[Entries from a point annotation set]
_ _ _ _
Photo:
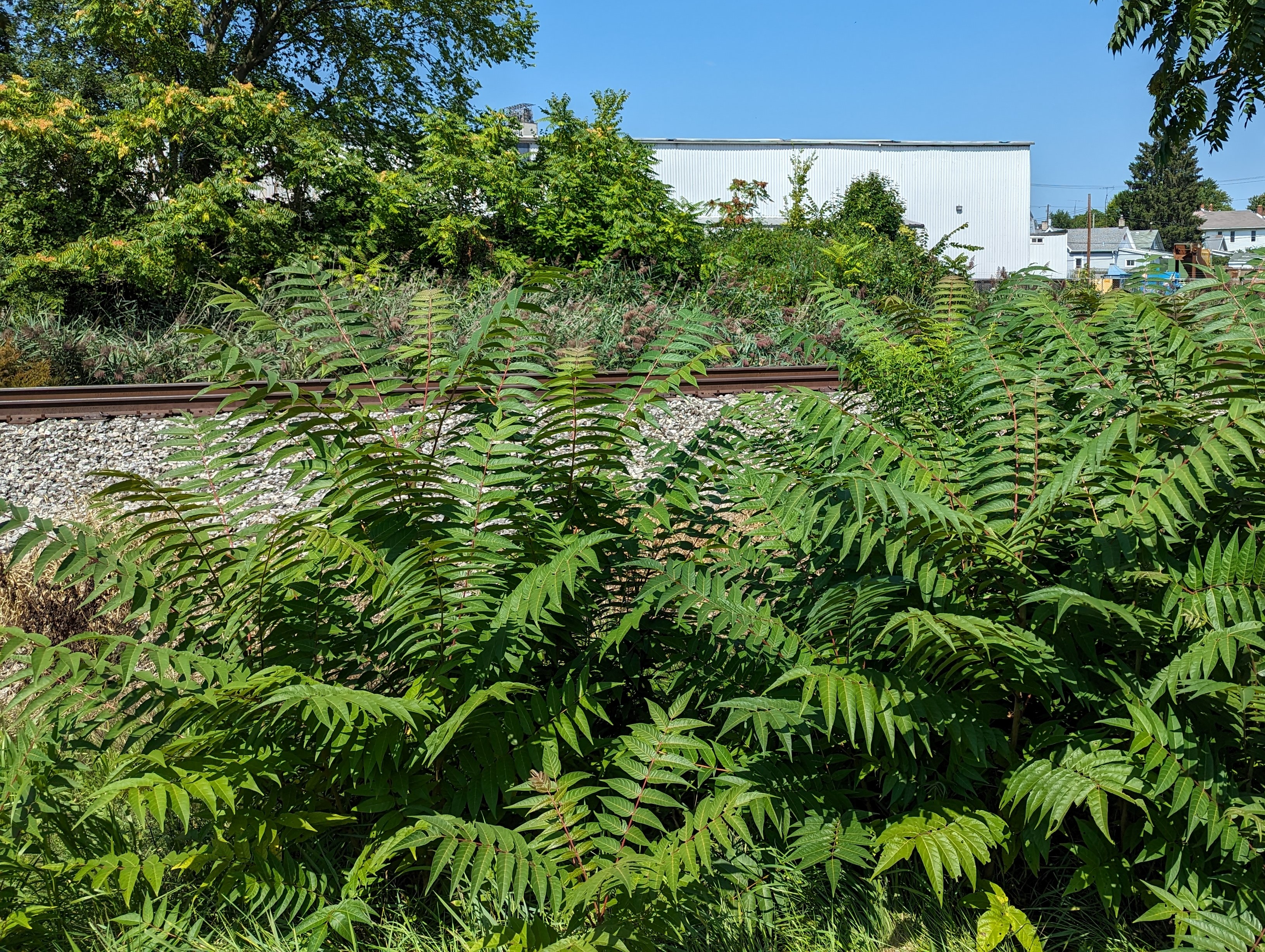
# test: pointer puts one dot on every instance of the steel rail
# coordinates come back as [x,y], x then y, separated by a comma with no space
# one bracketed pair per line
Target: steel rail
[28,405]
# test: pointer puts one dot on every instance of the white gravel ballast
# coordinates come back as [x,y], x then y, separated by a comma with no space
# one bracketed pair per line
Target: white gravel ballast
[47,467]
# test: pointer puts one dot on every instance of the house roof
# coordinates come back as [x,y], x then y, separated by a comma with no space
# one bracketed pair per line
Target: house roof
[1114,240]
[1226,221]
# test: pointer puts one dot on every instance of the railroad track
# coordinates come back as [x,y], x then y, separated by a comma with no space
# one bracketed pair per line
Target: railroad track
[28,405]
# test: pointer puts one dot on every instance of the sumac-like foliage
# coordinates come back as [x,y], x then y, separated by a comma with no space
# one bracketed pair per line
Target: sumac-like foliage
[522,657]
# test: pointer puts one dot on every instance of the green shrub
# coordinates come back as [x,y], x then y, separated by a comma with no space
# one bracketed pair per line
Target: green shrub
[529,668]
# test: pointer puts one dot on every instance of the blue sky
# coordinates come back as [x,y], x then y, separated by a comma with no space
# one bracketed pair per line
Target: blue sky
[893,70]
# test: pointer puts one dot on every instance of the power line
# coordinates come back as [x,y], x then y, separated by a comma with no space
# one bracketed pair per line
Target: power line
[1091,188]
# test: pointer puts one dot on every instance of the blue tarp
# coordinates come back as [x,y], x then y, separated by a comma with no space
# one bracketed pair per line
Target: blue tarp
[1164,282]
_ _ _ _
[Instructions to follow]
Change "bracketed pair" to "coordinate pair" in the lines from the line with "the railroad track" through the last line, and return only those lines with everything else left as it is.

[Final answer]
# test: pointer puts one dot on every instance of the railroad track
# coordinates come back as [x,y], x then y, separated by a comma with no space
# one coordinate pair per line
Target: railroad track
[28,405]
# test: pointer puts one dot on every instance of the sumac-like foliage
# coordinates come back as [x,y], x then y, separated by a comma with no space
# one coordinate pair per line
Target: sumac-like foliage
[522,657]
# test: pointer puts one dot on every instance of the green shrub
# coordinates come back as [x,y], x then y, separated by a comma with no space
# one coordinate pair per line
Target: green shrub
[529,668]
# test: pointer puts one dot on every instance of the blue sky
# coordinates come back as [x,y], x then y, separated by a comma with no space
# one coordinate pair per line
Target: blue sky
[893,70]
# test: pointer puts one dot on every instance of the power line
# coordinates come back as [x,y], x then y, separated by a comma with no space
# one coordinate pair per line
Target: power line
[1091,188]
# test: pointer puts one dot on every instance of the blue tarp
# coordinates come back as [x,y], x then y, separated by a comma with no space
# one coordinate pair per line
Target: blue tarp
[1164,282]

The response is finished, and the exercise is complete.